-- start --

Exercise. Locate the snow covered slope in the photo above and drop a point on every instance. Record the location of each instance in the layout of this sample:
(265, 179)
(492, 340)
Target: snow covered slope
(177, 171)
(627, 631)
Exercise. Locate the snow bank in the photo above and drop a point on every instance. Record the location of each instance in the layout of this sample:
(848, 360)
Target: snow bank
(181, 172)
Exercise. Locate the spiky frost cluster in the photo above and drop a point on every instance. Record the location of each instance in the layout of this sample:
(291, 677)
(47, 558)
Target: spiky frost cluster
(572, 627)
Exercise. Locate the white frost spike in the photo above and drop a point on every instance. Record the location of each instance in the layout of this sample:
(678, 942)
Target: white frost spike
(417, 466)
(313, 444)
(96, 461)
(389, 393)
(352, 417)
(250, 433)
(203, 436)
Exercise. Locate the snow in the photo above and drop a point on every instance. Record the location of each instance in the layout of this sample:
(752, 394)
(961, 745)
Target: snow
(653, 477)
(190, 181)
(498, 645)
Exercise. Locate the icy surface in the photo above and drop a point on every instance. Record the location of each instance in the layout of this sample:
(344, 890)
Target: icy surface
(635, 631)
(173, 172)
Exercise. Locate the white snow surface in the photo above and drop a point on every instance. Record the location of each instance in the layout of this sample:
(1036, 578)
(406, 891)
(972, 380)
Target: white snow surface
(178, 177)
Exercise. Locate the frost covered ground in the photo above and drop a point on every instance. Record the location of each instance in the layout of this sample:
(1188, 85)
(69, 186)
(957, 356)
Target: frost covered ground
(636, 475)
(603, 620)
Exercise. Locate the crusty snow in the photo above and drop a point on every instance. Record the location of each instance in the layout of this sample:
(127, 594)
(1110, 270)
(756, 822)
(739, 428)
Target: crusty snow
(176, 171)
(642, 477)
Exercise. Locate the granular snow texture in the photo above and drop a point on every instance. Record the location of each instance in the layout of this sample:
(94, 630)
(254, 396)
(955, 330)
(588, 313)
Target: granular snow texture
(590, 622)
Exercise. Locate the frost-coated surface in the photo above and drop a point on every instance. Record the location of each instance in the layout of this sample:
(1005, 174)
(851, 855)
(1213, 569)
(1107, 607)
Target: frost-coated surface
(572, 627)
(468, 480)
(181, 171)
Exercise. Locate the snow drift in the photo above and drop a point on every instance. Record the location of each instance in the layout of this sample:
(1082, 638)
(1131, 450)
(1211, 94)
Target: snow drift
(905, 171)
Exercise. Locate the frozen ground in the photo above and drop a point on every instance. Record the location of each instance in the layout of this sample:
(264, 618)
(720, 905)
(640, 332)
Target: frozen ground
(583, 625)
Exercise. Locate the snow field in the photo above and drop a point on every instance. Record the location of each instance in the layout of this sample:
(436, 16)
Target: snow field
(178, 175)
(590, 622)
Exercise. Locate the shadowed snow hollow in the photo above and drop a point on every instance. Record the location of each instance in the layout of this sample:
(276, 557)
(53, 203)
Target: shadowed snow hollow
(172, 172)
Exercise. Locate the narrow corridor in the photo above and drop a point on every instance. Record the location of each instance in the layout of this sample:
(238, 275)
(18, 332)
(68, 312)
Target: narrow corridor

-- end --

> _STATED TASK_
Rewrite all the lines above, swapping each "drop a point" for "place a marker" and leaving everything else untouched.

> _SOLUTION FOR THIS TASK_
Exercise. Locate the snow covered slope in the photo above and place a marker on every instance. Record the location of each instance in the layout of this sample:
(265, 179)
(492, 340)
Target: snow covered slope
(177, 171)
(627, 631)
Exercise. Locate the snow bank in the photo above and place a marker on every instance. Record the location of each instance in the layout of this sample:
(848, 360)
Target: snow bank
(181, 172)
Exercise. Locate the spiky frost cluster in the photo above and place a marker on every instance. Record the location of each instance in the layout of this sample:
(291, 677)
(47, 558)
Target: spiky frost cluster
(572, 627)
Exercise. Locate the white frost spike in the photo above and place a marker on every instance. Record the location of each instance in the layout of this sample:
(678, 942)
Target: white frost spike
(417, 466)
(313, 444)
(96, 461)
(389, 393)
(352, 417)
(250, 433)
(203, 436)
Exercise. Locate the snow in the photo above and place a marker on every instance. Record the location of each instance in the layout of this sample:
(752, 394)
(961, 745)
Target: snow
(653, 477)
(190, 181)
(498, 645)
Exercise. Locate the icy surface in the photo above and place a marker on every instance. Record the location of each instance in the layout of this sample:
(344, 890)
Target: icy surface
(635, 631)
(173, 172)
Exercise. Locate the white snow surface in the photo above and place a marker on every instance. Record the location of each instance in the layout of this sample:
(1036, 578)
(406, 891)
(972, 380)
Target: white snow surface
(178, 177)
Exercise. Locate the frost covered ground in the photo above and place a marker on every instance. Record the location of each instance in the layout of this sample:
(1188, 85)
(69, 186)
(957, 356)
Target: frost covered ground
(636, 475)
(603, 620)
Exercise. Locate the crusty snow in the photo above and place a marker on every instance. Record the location of each instance in the layout of this sample:
(127, 594)
(1110, 270)
(756, 822)
(739, 428)
Target: crusty snow
(176, 171)
(642, 477)
Exercise. Locate the granular snow texture in the photo above and place a marker on every instance. Record the location of each instance in the layout of this sample:
(94, 630)
(254, 396)
(955, 330)
(588, 313)
Target: granular snow texture
(590, 622)
Exercise. Locate the frost-coated surface in the photo above and place a marker on every instance. Record the location of each instance in the layout of this sample:
(1005, 174)
(851, 855)
(1213, 569)
(1107, 607)
Target: frost-coated surface
(572, 627)
(468, 480)
(181, 171)
Exercise. Locate the snow drift in the photo above and place a marker on every instance. Record the location of each instance in the layout of this sample:
(1082, 638)
(1131, 450)
(1211, 94)
Target: snow drift
(905, 171)
Exercise. Locate the frozen ground in the photo above and place a marker on every instance. Record the location of each instance in the layout of this sample:
(264, 618)
(720, 905)
(640, 332)
Target: frozen ground
(583, 625)
Exercise. Locate the snow field in the photo above and place a marker on every instance. Record the location of each instance in the layout of this sample:
(436, 16)
Target: snow field
(178, 175)
(590, 622)
Exercise. Locate the shadowed snow hollow in the photo above and place a marker on every instance. Record the location of each instance in the layout of this sample:
(276, 557)
(53, 203)
Target: shadowed snow hollow
(172, 172)
Exercise. Locate the narrow corridor in the photo above and place a marker on every instance. Record the location of each instance in the layout of this sample:
(238, 275)
(18, 332)
(68, 312)
Target: narrow corridor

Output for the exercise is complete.